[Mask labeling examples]
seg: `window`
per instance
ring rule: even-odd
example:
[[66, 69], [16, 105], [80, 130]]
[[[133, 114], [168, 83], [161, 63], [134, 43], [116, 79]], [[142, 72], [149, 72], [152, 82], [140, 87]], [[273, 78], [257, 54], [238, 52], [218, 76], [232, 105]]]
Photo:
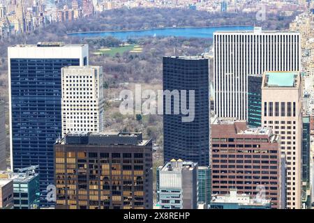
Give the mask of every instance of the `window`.
[[268, 109], [269, 109], [268, 115], [269, 116], [273, 116], [273, 102], [268, 102], [268, 106], [269, 107]]
[[275, 116], [279, 116], [279, 102], [275, 102]]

**SHORT PROBLEM:** Please rewrite the records from the start through the line with "Give the mask", replacing "instance" with "object" and leaving everything else unchanged. Omit the pictures from your answer.

**SOLVED EXERCISE:**
seg: `window`
per object
ring rule: even-odd
example:
[[66, 69], [16, 105], [80, 130]]
[[[133, 114], [168, 83], [161, 63], [134, 43], [116, 79]], [[142, 72], [149, 72], [152, 82], [140, 87]], [[273, 78], [257, 54], [238, 52], [218, 76], [232, 105]]]
Photo:
Give the mask of every object of the `window`.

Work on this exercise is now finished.